:: PROMPT ::
Please print the passage below on lone parents and couples word for word, starting at "Ninety-one per cent" and ending at "disability (Section 2.4.3).".

Ninety-one per cent of lone parents described themselves as being white, as did 87 per cent of respondents in couples (Section 2.3.5).
Health
Three out of ten lone parents and respondents in couples, plus a third of partners, reported a long-standing illness or disability (Section 2.4.2). Ill-health was concentrated among out-of work families: 35 per cent of the lone parents, 41 per cent of couple respondents and 62 per cent of partners in non-working families had a long-standing health problem. A quarter (26 per cent) of respondents in out-of-work couples cared for someone other than their children because of illness or disability (Section 2.4.3).

:: DATASET ::
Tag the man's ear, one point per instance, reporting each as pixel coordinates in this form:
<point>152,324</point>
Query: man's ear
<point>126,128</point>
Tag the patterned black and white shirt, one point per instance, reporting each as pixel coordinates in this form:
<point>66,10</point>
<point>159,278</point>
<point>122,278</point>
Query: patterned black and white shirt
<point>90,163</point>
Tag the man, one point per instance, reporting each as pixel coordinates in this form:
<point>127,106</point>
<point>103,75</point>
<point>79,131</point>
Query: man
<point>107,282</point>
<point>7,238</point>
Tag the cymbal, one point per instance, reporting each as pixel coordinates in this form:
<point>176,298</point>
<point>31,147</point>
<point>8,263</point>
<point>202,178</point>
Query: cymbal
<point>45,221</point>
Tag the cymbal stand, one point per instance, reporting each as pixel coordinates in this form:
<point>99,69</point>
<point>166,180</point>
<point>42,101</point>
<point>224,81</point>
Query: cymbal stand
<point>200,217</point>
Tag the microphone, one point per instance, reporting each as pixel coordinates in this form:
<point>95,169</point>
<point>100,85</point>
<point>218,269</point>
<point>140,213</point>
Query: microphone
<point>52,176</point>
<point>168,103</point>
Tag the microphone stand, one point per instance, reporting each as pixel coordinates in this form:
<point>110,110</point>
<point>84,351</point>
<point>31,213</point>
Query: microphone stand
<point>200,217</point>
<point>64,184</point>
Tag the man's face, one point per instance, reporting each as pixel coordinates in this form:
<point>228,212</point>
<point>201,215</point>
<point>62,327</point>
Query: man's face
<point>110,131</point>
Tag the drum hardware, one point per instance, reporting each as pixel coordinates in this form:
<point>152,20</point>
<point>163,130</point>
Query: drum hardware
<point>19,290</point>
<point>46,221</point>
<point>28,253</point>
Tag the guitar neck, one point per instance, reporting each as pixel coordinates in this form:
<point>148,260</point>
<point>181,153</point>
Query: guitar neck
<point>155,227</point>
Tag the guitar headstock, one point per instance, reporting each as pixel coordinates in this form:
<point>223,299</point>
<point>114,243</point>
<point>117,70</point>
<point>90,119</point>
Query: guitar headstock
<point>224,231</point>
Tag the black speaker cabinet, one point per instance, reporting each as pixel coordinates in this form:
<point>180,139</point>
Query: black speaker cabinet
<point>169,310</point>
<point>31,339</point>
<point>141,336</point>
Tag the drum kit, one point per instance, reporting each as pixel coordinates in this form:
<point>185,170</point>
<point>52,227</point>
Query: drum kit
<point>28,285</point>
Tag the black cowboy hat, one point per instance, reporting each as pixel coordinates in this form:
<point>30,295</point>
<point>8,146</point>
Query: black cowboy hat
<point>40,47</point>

:: WRITTEN ANSWER ::
Ninety-one per cent of lone parents described themselves as being white, as did 87 per cent of respondents in couples (Section 2.3.5).
Health
Three out of ten lone parents and respondents in couples, plus a third of partners, reported a long-standing illness or disability (Section 2.4.2). Ill-health was concentrated among out-of work families: 35 per cent of the lone parents, 41 per cent of couple respondents and 62 per cent of partners in non-working families had a long-standing health problem. A quarter (26 per cent) of respondents in out-of-work couples cared for someone other than their children because of illness or disability (Section 2.4.3).